━━ Material provided

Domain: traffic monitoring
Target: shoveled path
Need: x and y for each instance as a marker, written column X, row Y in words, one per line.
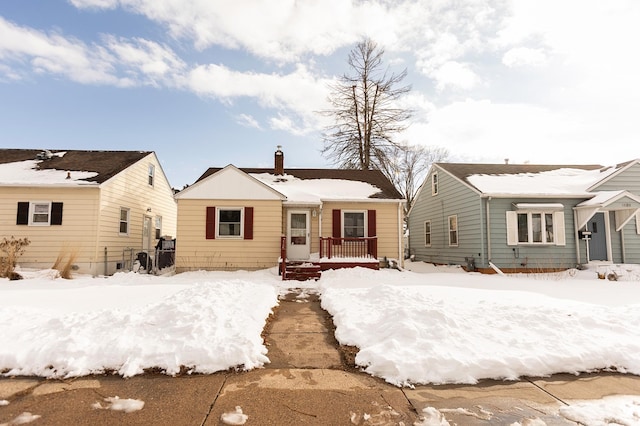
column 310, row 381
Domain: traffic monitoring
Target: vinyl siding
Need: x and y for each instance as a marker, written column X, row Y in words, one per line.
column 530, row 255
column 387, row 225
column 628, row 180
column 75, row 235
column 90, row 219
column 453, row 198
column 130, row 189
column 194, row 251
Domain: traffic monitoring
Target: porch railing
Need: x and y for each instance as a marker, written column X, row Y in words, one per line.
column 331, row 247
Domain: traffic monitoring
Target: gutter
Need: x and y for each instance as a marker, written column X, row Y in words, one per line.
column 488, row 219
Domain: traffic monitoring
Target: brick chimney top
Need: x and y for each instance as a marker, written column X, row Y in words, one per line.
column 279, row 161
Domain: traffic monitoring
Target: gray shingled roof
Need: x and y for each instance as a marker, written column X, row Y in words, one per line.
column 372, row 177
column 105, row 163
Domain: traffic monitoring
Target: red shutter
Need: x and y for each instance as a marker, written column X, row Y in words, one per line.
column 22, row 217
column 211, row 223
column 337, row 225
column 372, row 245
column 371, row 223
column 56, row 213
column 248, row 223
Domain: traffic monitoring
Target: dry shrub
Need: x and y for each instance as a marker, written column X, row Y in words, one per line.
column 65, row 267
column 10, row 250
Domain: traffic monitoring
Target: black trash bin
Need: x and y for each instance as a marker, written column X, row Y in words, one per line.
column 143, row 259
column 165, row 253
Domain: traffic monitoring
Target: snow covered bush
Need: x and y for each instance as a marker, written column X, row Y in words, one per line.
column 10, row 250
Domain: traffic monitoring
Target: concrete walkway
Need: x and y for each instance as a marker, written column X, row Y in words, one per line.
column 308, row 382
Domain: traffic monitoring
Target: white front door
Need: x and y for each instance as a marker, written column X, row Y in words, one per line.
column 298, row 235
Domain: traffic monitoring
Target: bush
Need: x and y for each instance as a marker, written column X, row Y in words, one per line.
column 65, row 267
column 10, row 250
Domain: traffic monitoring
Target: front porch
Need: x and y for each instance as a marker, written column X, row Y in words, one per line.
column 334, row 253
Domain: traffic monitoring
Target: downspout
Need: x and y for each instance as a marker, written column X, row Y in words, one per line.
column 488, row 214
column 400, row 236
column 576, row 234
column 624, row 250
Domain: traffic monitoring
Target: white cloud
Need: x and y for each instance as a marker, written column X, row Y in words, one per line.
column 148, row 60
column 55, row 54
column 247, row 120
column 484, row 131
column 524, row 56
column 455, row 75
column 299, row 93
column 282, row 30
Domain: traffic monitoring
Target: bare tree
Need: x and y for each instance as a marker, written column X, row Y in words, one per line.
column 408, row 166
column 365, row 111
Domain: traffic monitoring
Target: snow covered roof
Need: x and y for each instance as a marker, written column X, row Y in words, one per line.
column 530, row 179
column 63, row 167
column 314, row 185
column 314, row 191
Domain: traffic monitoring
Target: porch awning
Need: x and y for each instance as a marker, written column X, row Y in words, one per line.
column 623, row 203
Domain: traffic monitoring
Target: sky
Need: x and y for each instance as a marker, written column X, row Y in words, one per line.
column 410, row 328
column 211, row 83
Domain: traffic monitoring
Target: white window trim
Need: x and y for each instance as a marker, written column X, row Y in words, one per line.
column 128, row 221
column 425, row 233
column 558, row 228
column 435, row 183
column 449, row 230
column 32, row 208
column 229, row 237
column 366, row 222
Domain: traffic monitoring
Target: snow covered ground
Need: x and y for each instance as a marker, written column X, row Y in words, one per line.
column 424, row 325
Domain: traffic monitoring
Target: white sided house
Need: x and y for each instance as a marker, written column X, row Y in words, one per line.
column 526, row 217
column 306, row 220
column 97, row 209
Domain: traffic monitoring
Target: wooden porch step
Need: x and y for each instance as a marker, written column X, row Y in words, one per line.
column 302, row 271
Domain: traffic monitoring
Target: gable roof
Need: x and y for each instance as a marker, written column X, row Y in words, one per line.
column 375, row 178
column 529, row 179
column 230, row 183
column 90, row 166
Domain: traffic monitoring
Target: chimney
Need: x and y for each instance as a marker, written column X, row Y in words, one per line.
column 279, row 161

━━━━

Exercise requirements: Give back the entries verbatim. Do not include any picture.

Written solution:
Domain: traffic monitoring
Target: shoveled path
Need: x and y for each instance as a marker, written column X, row Y in words, one per line.
column 310, row 381
Domain: traffic monitoring
Target: vinyl siding
Need: x and y for each instance as a marker, written column X, row Y in words, one per line.
column 530, row 255
column 387, row 225
column 628, row 180
column 75, row 235
column 90, row 219
column 453, row 198
column 130, row 189
column 194, row 251
Domain: traffic monitoring
Target: porch railing
Need: x and y for each instance as a marker, written column X, row Y in words, one per line.
column 331, row 247
Domain: traffic monitoring
Target: gutter
Need: x and y for each instance as a marker, written column X, row Y in words, one per line.
column 488, row 219
Domain: traffic monitoring
Target: brick chimney top
Need: x and y for each instance as a marker, written column X, row Y in words, one per line.
column 279, row 161
Domain: traffic monitoring
Target: gray shingled roof
Need: x and y for each instance as a marker, written column X, row Y in words, one per line.
column 372, row 177
column 105, row 163
Domain: traffic monitoring
Target: red shutter
Need: x and y for each instance as a marker, written column X, row Y in words, one per line.
column 22, row 217
column 211, row 223
column 337, row 225
column 372, row 245
column 371, row 223
column 56, row 213
column 248, row 223
Domain: traffic monitoring
Target: dry shrub
Need: x and y for each instance as a marker, written column X, row Y in words, one per line.
column 65, row 267
column 10, row 250
Domain: traffic monitoring
Target: black trash bin
Need: x and y for each instance as a marker, written column X, row Y in words, one per line.
column 143, row 259
column 165, row 253
Domain: traffic monitoring
Target: snow covered bush
Need: x and y for each instance as a marker, written column X, row Y in words, one per line.
column 10, row 250
Domain: traffic monitoring
Target: concrete walkway
Need: x and y for each instance as a marker, written column X, row Y in words, one per line.
column 308, row 382
Domain: traffic monitoring
Target: white front door
Need: x and y for each instance as a marker, written column X, row Y in words, one per line.
column 298, row 235
Domain: traffic monitoring
Target: bush
Need: x and y for each instance as a marker, written column X, row Y in words, one per line.
column 65, row 267
column 10, row 250
Domain: traffic monitoring
Target: front porch
Need: x and y for each instance as a marker, written column X, row Y in words, one per line.
column 334, row 253
Domain: traffic monitoring
Target: downspout
Need: x and y for each instance as a marker, written column X, row Y in words, one per line.
column 488, row 214
column 400, row 236
column 576, row 234
column 624, row 250
Domain: traffic monitoring
Target: white cloud
Need: x and y for each instance as a marker, written column X, row Y in words, one per line.
column 148, row 60
column 55, row 54
column 247, row 120
column 484, row 131
column 524, row 56
column 455, row 75
column 299, row 93
column 282, row 30
Domain: traffic monitoring
Target: bare tree
Need: x and y for each instance as a marker, written column X, row Y in words, one per line.
column 408, row 166
column 365, row 111
Domain: traffic monitoring
Target: snow covered roof
Need: x and y for each instance as a marker, written column X, row Y in words, one per line.
column 530, row 179
column 63, row 167
column 314, row 185
column 314, row 191
Domain: traffic monitoring
Target: porch awning
Need: x and y for each instance as a marker, written column X, row Y in words, one per line.
column 623, row 203
Domain: traffic monitoring
Target: sky
Need: x and y for each instance as a marker, written column X, row Y in words, one per line.
column 410, row 328
column 211, row 83
Domain: traffic monitoring
Target: white window trim
Need: x and y for each instance as a marker, written column X, row Y in words, one per line.
column 128, row 221
column 425, row 233
column 558, row 228
column 435, row 183
column 449, row 230
column 32, row 208
column 229, row 237
column 366, row 222
Domain: traffic monitoring
Target: snow covered ground
Need: x and y for each instance as a marker, written column X, row Y in words, one per line.
column 424, row 325
Domain: traffic monitoring
Target: white sided house
Need: x and y for each instance as a marker, written column X, row Y in words, one per line.
column 526, row 217
column 306, row 220
column 97, row 209
Domain: traffic monitoring
Target: wooden porch step
Need: x and y for each instance as a marker, written column X, row Y in words, one per line.
column 302, row 271
Domain: traffic monitoring
Target: gable roof
Need: x and y for each instance as a marker, written column X, row Y in words, one per line.
column 375, row 178
column 529, row 179
column 230, row 183
column 90, row 166
Domain: traffic monitoring
Target: chimney
Need: x and y for each instance as a marker, written column X, row Y in words, one per line.
column 279, row 161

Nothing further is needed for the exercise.